*Given information*
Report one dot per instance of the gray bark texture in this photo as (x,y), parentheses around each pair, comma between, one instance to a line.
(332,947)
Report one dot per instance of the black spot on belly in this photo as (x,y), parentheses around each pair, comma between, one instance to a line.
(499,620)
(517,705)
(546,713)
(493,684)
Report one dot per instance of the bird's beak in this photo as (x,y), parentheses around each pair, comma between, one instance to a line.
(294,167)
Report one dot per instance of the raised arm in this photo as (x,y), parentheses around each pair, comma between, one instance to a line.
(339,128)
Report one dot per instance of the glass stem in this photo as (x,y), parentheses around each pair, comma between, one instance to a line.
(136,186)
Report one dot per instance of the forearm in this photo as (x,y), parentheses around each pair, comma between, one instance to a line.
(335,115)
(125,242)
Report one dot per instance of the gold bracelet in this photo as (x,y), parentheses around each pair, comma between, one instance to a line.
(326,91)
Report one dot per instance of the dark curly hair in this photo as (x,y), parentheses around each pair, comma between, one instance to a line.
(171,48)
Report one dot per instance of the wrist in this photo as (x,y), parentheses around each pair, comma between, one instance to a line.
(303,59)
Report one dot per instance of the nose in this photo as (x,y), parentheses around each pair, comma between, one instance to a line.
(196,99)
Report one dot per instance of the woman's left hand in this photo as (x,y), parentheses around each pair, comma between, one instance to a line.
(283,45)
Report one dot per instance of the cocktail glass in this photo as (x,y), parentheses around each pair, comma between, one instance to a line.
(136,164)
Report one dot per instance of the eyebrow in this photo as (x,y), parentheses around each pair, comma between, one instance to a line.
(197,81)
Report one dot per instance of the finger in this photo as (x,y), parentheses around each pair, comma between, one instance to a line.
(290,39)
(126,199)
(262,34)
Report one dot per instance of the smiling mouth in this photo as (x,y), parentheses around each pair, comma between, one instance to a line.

*Challenge*
All of the material above needs to be copied exactly.

*Solution for this task*
Report one dot per instance of the gray bark texture in this photo as (x,y), parentheses around each pair, comma between, one instance to a line.
(332,947)
Report one dot per instance of the black spot on belly in this photo as (x,y), parentheses around each pair, comma between, one instance to a line.
(499,620)
(517,705)
(546,713)
(493,684)
Report one dot per instance of the bird's beak in this photo as (x,y), parentheses around each pair, comma between, one instance to a line.
(294,167)
Report one dot per instance of the raised arm in this photo as (x,y), parentheses around each pair, comma between, one instance to a line.
(339,128)
Report one dot per instance of the glass stem in this photo as (x,y), parentheses around each pair, comma between, one instance to a line.
(136,186)
Report one dot per instance of the forearm in this photo as (x,y), parentheses around each pair, comma between, one instance to a line.
(335,115)
(125,242)
Report one dot per instance of the gold bracelet in this photo as (x,y), parentheses around each pair, comma between, one instance to a line.
(326,91)
Report one dot per instance of the dark curly hair in this photo as (x,y), parentheses around each pair, comma between, one instance to a line.
(171,48)
Report one dot per instance of the wrist in this photo as (x,y), parentheses around each pair, comma between, one instance to a line.
(303,59)
Report one dot per instance of the nose in this photo as (x,y), parentheses around each pair, comma between, one instance to a line.
(196,99)
Report one dot per instance of the woman's left hand in this photo as (x,y), parentheses around each pair, comma between, one instance to a line.
(283,45)
Report one dot per instance of the cocktail glass in this photo as (x,y), parentheses around each pair, comma between, one instance to a line.
(136,164)
Report one dot per instance of the eyebrow in this photo as (x,y), parentheses around each pair, comma between, one instance to a line.
(197,81)
Report one dot per instance of the finger in this photo as (x,y), parentheses around each pair, comma between, one instance to a line.
(290,39)
(126,199)
(262,34)
Report one dot per instance of the smiling mouth in this photo as (x,y), parentheses around each pair, comma between, one instance to a line.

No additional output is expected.